_Trecho selecionado_:
↓↓↓
Emissoras e jornais serão corresponsáveis caso um candidato decida lançar um dossiê falso contra seu rival ao vivo num debate?
O Supremo Tribunal Federal está na berlinda. O apoio, evidenciado em pesquisas, a medidas que visem a reduzir o poder da Corte, como a recentemente aprovada pelo Senado, mostra que, com ou sem razão, grande parcela da sociedade assiste com desconfiança ao protagonismo cada vez maior dos magistrados na decisão de grandes temas nacionais.
Os ministros se sentem injustiçados, dado o papel que tiveram ao assegurar direitos fundamentais na pandemia e a preservação do tecido institucional e da própria democracia diante dos avanços autoritários do governo de Jair Bolsonaro.
Mas grande parte da má vontade com o Judiciário, seja nos demais Poderes, seja em fatias consideráveis da opinião pública, vem de sua instância máxima, composta de 11 ministros, por vezes mudar seu entendimento a respeito de temas cruciais para a vida do país, sem que fiquem claras todas as implicações, aplicando a eles altas doses de subjetivismo.
A decisão desta semana — que garantiu repercussão geral a um julgamento específico envolvendo a publicação de uma entrevista nos anos 1990 — é um desses casos em que a imprensa, suas entidades representativas, juristas, ex-ministros do próprio STF e advogados constitucionalistas se põem a discutir, sem consenso, as consequências de um julgamento. Sinal de que alguma coisa não está clara, para dizer o mínimo.
↑↑↑
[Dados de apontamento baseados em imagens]
↓↓↓
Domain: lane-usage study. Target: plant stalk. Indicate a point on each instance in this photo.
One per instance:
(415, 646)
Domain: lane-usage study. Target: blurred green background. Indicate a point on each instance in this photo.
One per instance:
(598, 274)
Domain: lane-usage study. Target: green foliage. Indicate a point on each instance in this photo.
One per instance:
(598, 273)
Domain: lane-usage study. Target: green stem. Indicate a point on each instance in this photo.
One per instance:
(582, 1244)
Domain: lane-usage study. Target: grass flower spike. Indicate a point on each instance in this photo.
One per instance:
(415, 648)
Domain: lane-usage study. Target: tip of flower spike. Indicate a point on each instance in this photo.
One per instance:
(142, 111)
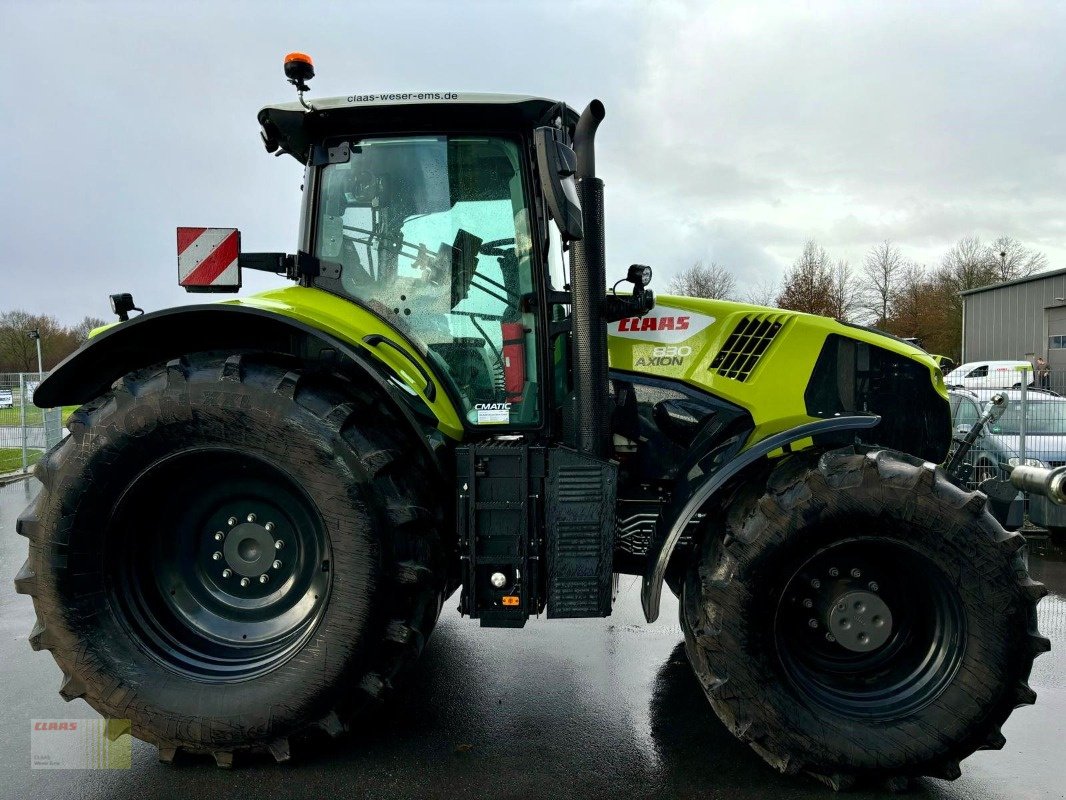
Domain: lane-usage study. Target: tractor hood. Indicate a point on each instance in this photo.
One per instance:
(293, 129)
(787, 368)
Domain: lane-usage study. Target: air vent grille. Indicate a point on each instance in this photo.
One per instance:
(745, 346)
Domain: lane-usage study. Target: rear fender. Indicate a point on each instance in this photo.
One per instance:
(162, 336)
(701, 491)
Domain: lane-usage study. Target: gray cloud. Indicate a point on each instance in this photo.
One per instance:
(735, 130)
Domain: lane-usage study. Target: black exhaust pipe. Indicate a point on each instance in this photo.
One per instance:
(587, 292)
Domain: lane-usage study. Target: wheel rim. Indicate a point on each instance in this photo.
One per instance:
(870, 628)
(235, 574)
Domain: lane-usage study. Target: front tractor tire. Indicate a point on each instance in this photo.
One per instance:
(862, 620)
(232, 552)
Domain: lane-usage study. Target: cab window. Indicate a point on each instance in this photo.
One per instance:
(433, 234)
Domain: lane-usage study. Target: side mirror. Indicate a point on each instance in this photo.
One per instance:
(556, 164)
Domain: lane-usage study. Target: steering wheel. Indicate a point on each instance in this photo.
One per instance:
(496, 248)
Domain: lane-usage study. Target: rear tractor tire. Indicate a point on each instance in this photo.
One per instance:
(229, 553)
(862, 620)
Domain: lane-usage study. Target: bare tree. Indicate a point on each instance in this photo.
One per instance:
(1010, 259)
(966, 266)
(762, 292)
(882, 268)
(846, 292)
(711, 281)
(18, 352)
(808, 283)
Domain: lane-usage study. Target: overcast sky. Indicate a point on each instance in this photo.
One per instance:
(735, 131)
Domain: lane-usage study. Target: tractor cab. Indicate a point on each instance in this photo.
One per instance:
(423, 209)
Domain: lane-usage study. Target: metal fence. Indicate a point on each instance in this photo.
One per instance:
(1032, 430)
(26, 431)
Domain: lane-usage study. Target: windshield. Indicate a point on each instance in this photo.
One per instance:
(1043, 417)
(432, 233)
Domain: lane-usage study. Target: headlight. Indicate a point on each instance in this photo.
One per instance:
(1029, 462)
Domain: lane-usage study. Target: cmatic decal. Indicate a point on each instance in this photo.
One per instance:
(664, 324)
(493, 413)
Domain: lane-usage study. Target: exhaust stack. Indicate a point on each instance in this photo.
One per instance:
(587, 293)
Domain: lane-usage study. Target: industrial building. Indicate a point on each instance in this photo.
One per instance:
(1018, 319)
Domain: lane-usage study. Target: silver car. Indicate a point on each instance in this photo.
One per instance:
(998, 448)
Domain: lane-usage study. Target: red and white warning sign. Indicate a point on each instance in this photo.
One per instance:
(207, 259)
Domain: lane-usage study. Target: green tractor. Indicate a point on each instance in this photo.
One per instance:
(262, 504)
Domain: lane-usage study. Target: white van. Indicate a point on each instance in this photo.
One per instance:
(989, 374)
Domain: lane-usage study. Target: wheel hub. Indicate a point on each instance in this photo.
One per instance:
(248, 549)
(870, 627)
(860, 621)
(238, 574)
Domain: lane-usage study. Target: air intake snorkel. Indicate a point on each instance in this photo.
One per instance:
(588, 290)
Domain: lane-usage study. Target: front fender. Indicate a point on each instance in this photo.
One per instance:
(161, 336)
(680, 514)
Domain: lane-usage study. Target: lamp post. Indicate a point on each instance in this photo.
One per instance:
(35, 335)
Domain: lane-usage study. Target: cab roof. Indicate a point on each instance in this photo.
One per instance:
(293, 129)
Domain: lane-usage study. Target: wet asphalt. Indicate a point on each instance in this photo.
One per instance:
(563, 708)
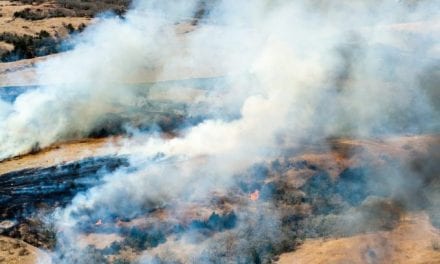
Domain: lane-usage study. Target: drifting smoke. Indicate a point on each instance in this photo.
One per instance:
(292, 72)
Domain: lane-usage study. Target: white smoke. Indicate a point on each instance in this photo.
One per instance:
(297, 71)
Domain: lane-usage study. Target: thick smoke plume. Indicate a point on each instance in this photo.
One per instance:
(292, 71)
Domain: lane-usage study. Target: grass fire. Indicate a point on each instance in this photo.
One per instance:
(219, 132)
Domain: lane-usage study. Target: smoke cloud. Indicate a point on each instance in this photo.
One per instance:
(291, 72)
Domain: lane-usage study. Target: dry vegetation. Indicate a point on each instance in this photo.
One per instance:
(30, 29)
(316, 193)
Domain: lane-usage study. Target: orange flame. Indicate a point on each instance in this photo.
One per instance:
(255, 195)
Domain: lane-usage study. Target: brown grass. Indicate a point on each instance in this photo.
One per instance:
(409, 242)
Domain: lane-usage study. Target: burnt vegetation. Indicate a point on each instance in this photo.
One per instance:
(237, 229)
(31, 46)
(72, 8)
↑↑↑
_Perguntas_:
1. Reproduza palavra por palavra o trecho sobre o Supremo Tribunal Federal, começando em "Emissoras e jornais" e seguindo até "de Jair Bolsonaro.".
2. Retome o trecho sobre o Supremo Tribunal Federal e dê continuidade a ele a partir da última frase apresentada.
Os itens não são necessários.

_Conjunto de respostas_:
1.
Emissoras e jornais serão corresponsáveis caso um candidato decida lançar um dossiê falso contra seu rival ao vivo num debate?
O Supremo Tribunal Federal está na berlinda. O apoio, evidenciado em pesquisas, a medidas que visem a reduzir o poder da Corte, como a recentemente aprovada pelo Senado, mostra que, com ou sem razão, grande parcela da sociedade assiste com desconfiança ao protagonismo cada vez maior dos magistrados na decisão de grandes temas nacionais.
Os ministros se sentem injustiçados, dado o papel que tiveram ao assegurar direitos fundamentais na pandemia e a preservação do tecido institucional e da própria democracia diante dos avanços autoritários do governo de Jair Bolsonaro.

2.
Quando o próprio Supremo decidiu sobre a liberdade de imprensa, varrendo para a lata de lixo da História instrumentos de cerceamento desse pilar da democracia usados na ditadura, não houve dúvida quanto ao caráter histórico daquela decisão.
Agora, a Corte, numa decisão confusa, altamente remendada por várias mãos, que ainda terá de ser “ajeitada” no acórdão pelo ministro Edson Fachin, tratou de jogar um manto de incerteza sobre a mesma liberdade de imprensa ao dizer que veículos podem ser corresponsabilizados por crimes atribuídos a terceiros por entrevistados desde que se comprove dolo e em outras circunstâncias, todas passíveis de interpretação por parte dos próprios juízes.
Além de obrigar os jornais a um serviço de checagem exaustivo de entrevistas, a decisão esquece circunstâncias óbvias, cotidianas à atividade jornalística, como a realização de entrevistas ao vivo ou debates promovidos por veículos de comunicação numa eleição. Emissoras e jornais serão corresponsáveis caso um candidato decida lançar um dossiê falso contra seu rival ao vivo num debate? Seria responsabilidade do jornalista comprovar se Roberto Jefferson agiu com dolo ao dizer que preveniu Lula a respeito do mensalão? Como checar uma informação como essa?
Na dúvida, será comum, caso essa decisão passe a vigorar, cortar os trechos polêmicos de entrevista ou deixar de convidar para falar personagens que já tenham sido pegos na mentira anteriormente. Isso pode incluir o ex-presidente Jair Bolsonaro, que chegou a negar que tenha dito que era “imbrochável” num palanque, algo televisionado e documentado. Sim, nesse caso ele não cometeu crime contra ninguém, mas, se mente sobre isso, por que não mentiria para prejudicar alguém? A tendência dos veículos será praticar autocensura prévia para não correr o risco de uma condenação judicial.
É muito ruim que algo tão fundamental ao funcionamento da democracia como a imprensa fique sob o temor de uma responsabilização que não se sabe de onde pode vir, por algo que não praticou.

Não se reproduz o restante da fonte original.